Requirement: Return each line of the data below that contains the word "white", copied in full.

Provided records:
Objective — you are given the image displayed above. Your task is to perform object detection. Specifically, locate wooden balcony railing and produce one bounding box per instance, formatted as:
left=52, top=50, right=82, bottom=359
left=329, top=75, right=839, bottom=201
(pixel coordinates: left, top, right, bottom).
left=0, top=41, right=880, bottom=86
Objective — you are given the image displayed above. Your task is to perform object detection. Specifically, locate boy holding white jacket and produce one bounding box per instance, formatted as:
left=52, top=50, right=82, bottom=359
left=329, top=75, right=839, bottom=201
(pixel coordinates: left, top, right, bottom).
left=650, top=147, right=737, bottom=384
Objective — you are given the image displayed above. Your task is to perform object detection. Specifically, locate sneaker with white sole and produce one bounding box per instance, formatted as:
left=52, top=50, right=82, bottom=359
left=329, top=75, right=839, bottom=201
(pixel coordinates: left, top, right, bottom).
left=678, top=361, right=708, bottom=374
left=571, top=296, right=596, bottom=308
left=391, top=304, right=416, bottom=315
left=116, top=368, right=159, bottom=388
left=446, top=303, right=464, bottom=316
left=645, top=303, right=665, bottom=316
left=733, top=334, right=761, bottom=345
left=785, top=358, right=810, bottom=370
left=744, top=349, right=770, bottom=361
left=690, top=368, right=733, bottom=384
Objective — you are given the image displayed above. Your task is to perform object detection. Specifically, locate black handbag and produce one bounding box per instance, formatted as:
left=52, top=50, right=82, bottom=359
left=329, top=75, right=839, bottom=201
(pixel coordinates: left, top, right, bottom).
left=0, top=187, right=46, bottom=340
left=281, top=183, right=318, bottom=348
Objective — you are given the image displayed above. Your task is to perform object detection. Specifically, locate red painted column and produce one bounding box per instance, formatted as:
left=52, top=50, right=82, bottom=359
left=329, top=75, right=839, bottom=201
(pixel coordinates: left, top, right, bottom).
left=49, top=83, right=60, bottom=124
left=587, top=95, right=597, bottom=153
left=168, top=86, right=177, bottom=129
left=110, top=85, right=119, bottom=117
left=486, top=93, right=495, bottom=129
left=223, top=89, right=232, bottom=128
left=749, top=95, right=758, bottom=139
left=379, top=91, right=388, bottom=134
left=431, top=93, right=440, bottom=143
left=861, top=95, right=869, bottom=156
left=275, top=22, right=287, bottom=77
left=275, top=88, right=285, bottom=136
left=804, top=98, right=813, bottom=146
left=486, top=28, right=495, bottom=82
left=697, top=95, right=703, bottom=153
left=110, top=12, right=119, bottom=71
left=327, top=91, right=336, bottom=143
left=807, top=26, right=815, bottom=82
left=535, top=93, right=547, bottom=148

The result:
Objective — you are given the image displayed above. Your task is to perform object detection. Specifically, locate boy holding white jacket and produce one bounding box per instance, formatted as:
Objective — you are given the image displayed above. Your task is to perform object detection. Specifically, locate sneaker with white sole and produce one bounding box per instance, formatted as:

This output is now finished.